### Short task:
Reproduce the data below word for word, leaving out the pictures.

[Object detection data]
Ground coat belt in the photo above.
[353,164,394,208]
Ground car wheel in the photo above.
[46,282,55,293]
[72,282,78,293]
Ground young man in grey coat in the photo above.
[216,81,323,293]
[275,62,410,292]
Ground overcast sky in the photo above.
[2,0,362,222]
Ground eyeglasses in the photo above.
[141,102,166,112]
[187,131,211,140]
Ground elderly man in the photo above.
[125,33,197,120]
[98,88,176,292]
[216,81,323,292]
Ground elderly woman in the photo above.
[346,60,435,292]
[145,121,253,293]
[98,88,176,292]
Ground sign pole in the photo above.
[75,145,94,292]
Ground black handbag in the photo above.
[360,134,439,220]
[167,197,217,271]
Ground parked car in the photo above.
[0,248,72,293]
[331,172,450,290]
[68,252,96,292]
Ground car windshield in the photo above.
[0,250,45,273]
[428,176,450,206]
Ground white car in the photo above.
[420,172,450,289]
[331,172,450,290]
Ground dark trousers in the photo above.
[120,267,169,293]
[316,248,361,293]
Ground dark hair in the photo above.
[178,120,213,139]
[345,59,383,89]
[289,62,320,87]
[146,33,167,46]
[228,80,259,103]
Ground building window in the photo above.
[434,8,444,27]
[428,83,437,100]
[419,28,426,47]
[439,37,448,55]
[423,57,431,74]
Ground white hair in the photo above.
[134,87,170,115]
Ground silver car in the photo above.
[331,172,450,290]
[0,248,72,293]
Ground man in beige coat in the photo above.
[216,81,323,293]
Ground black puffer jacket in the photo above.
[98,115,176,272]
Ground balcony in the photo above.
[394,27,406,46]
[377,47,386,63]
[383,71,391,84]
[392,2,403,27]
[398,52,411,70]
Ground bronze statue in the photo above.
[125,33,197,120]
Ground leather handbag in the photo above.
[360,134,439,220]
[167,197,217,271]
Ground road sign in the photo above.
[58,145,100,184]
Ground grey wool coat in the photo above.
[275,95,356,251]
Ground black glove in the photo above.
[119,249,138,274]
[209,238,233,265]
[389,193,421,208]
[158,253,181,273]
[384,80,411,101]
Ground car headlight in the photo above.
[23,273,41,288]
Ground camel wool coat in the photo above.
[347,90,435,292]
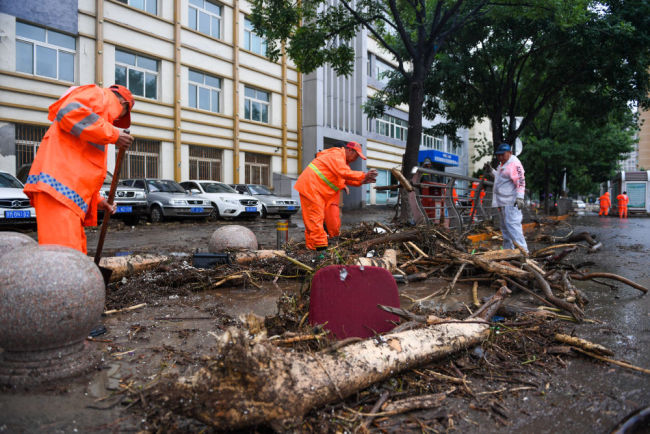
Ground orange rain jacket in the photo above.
[24,84,122,226]
[293,148,366,250]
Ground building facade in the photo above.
[302,29,469,207]
[0,0,302,186]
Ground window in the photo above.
[187,0,221,38]
[188,69,221,113]
[375,115,408,140]
[244,18,266,56]
[16,21,77,82]
[420,133,443,151]
[118,0,158,15]
[115,50,158,99]
[115,139,160,179]
[244,87,270,124]
[190,145,222,181]
[373,57,395,83]
[15,124,48,181]
[245,152,271,185]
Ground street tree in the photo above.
[374,0,650,153]
[251,0,488,180]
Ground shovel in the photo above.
[95,142,129,285]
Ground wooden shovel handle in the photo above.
[95,148,124,265]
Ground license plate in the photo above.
[5,210,31,219]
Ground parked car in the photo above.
[231,184,300,218]
[99,172,149,225]
[120,178,212,223]
[181,179,262,220]
[0,171,36,226]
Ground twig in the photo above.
[278,253,314,273]
[102,303,147,316]
[571,347,650,374]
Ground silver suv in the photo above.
[120,178,212,223]
[99,172,149,225]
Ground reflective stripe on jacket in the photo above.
[293,148,365,201]
[24,84,122,226]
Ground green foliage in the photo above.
[520,100,638,194]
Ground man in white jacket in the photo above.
[492,143,528,251]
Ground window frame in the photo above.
[244,86,272,124]
[117,0,158,16]
[244,17,267,57]
[15,20,79,83]
[187,68,223,113]
[115,47,160,101]
[187,0,224,39]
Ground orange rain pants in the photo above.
[294,148,366,250]
[616,193,630,218]
[32,193,88,254]
[598,193,612,216]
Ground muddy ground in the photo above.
[0,208,650,433]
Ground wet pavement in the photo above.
[0,208,650,433]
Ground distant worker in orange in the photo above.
[598,191,612,216]
[24,84,134,253]
[616,191,630,219]
[293,142,377,250]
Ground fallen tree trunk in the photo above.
[99,254,169,282]
[151,323,489,430]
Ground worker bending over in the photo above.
[24,84,134,253]
[293,142,377,250]
[616,191,630,219]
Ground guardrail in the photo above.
[410,166,496,231]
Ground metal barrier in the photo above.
[410,166,497,231]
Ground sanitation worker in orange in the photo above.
[24,84,134,253]
[598,191,612,216]
[616,191,630,219]
[293,142,377,250]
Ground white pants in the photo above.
[499,205,528,251]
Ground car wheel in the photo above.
[149,205,165,223]
[124,215,140,226]
[208,203,221,222]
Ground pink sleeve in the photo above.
[508,161,526,199]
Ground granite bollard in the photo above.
[0,231,38,256]
[208,225,257,253]
[0,245,105,386]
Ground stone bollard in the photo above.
[0,245,105,386]
[208,225,257,253]
[0,232,38,256]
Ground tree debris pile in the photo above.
[100,225,647,431]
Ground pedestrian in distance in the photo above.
[598,191,612,217]
[24,84,135,253]
[616,191,630,219]
[486,143,528,251]
[293,142,377,250]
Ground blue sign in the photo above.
[418,149,459,166]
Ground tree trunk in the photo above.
[152,322,489,430]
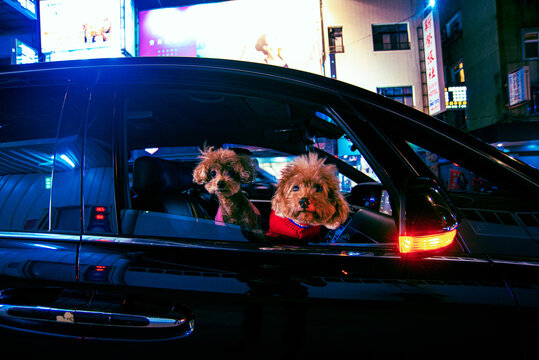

### The output:
Ground coat belt in the photo above.
[353,164,394,208]
Ground car wheel in the photo above.
[46,282,55,293]
[72,282,78,293]
Ground young man in grey coat in the photo above.
[216,81,323,293]
[275,62,410,292]
Ground overcast sky in the photo above.
[2,0,362,222]
Ground eyeglasses in the photo above.
[141,102,166,112]
[187,131,211,140]
Ground elderly man in the photo above.
[125,33,197,120]
[98,88,176,292]
[216,81,323,292]
Ground elderly woman in the photo above.
[346,60,435,292]
[145,121,253,293]
[98,88,176,292]
Ground sign pole in the photo above.
[75,145,94,292]
Ground black handbag in the photo above.
[360,134,439,220]
[167,197,217,271]
Ground parked car in the photo above.
[0,248,72,293]
[331,172,450,290]
[68,252,96,292]
Ground car windshield in the photo above.
[0,250,45,273]
[428,176,450,206]
Ground white car in the photo above.
[420,172,450,289]
[331,172,450,290]
Ground dark trousers in the photo above.
[120,267,169,293]
[316,248,361,293]
Ground dark hair in the photo above.
[178,120,213,139]
[345,59,383,89]
[289,62,320,87]
[146,33,167,46]
[228,80,259,103]
Ground building window in the photo above.
[434,8,444,27]
[428,83,437,100]
[419,28,426,47]
[439,37,448,55]
[423,57,431,74]
Ground white hair in the photo above.
[134,87,170,115]
Ground silver car in the photo above.
[331,172,450,290]
[0,248,72,293]
Ground man in beige coat in the photo above.
[216,81,323,293]
Ground black puffer jacket in the photo above.
[98,115,176,272]
Ground balcony in the photo above.
[394,27,406,46]
[377,47,386,63]
[383,71,391,84]
[392,2,403,27]
[398,52,411,70]
Ground bronze statue in the photo above.
[125,33,197,120]
Ground leather handbag in the photo above.
[360,134,439,220]
[167,197,217,271]
Ground road sign in the photo above.
[58,145,100,184]
Ground grey wool coat in the photo above.
[275,95,356,251]
Ground black glove in the photo above.
[119,249,138,274]
[209,238,233,265]
[389,193,421,208]
[158,253,181,273]
[384,80,411,101]
Ground car headlight in the photo above.
[23,273,41,288]
Ground camel wool coat in the photo above.
[347,90,435,292]
Ground orange rain jacket in the photo above.
[24,84,122,226]
[293,148,366,250]
Ground building facade in the photo above.
[302,29,469,207]
[0,0,302,186]
Ground window in the photo above.
[187,0,221,38]
[188,69,221,113]
[375,115,408,140]
[244,18,266,56]
[16,21,77,82]
[420,133,443,151]
[118,0,158,15]
[115,50,158,99]
[115,139,160,179]
[244,87,270,124]
[190,145,222,181]
[373,57,395,83]
[15,124,48,181]
[245,152,271,185]
Ground street tree in the photo above.
[374,0,650,153]
[251,0,488,180]
Ground shovel in the photo above.
[95,142,129,285]
Ground wooden shovel handle in the photo above.
[95,148,124,265]
Ground license plate in the photo above.
[5,210,31,219]
Ground parked car in the photo above.
[231,184,300,218]
[99,172,149,225]
[120,178,212,223]
[181,179,262,220]
[0,171,36,226]
Ground twig in the photo above.
[278,253,314,273]
[102,303,147,316]
[571,347,650,374]
Ground silver suv in the photo above.
[120,178,212,223]
[99,172,149,225]
Ground reflective stripe on jacket in the photo above.
[293,148,365,201]
[24,84,122,226]
Ground green foliage in the photo above.
[520,100,638,194]
Ground man in white jacket in the photo above.
[492,143,528,251]
Ground window frame in the photo above.
[244,86,272,124]
[117,0,158,16]
[244,17,267,57]
[15,20,79,83]
[187,68,223,113]
[115,47,160,101]
[187,0,224,39]
Ground orange rain pants in the photo above.
[294,148,366,250]
[616,193,630,218]
[32,193,88,254]
[598,193,612,216]
Ground muddy ground in the photo above.
[0,208,650,433]
Ground wet pavement in the photo above.
[0,208,650,433]
Ground distant worker in orange in the photo above.
[598,191,612,216]
[24,84,134,253]
[616,191,630,219]
[293,142,377,250]
Ground fallen tree trunk in the photo above.
[99,254,169,282]
[151,323,489,430]
Ground worker bending over in the photo above.
[24,84,134,253]
[293,142,377,250]
[616,191,630,219]
Ground guardrail in the photo above.
[410,166,496,231]
Ground metal barrier in the photo above.
[410,166,497,231]
Ground sanitation worker in orange in the photo above.
[24,84,134,253]
[598,191,612,216]
[616,191,630,219]
[293,142,377,250]
Ground white pants in the photo above.
[499,205,528,251]
Ground car wheel in the photo above.
[149,205,165,223]
[124,215,140,226]
[208,203,221,222]
Ground pink sleeve in the photo above.
[508,161,526,199]
Ground granite bollard in the photo above.
[0,231,38,256]
[208,225,257,253]
[0,245,105,386]
Ground stone bollard in the photo above.
[0,245,105,386]
[208,225,257,253]
[0,232,38,256]
Ground tree debris pile in the photo above.
[100,225,647,431]
Ground pedestrian in distance in the photo above.
[598,191,612,217]
[24,84,135,253]
[616,191,630,219]
[486,143,528,251]
[293,142,377,250]
Ground blue sign in the photo above.
[418,149,459,166]
Ground tree trunk in the photo above.
[152,322,489,430]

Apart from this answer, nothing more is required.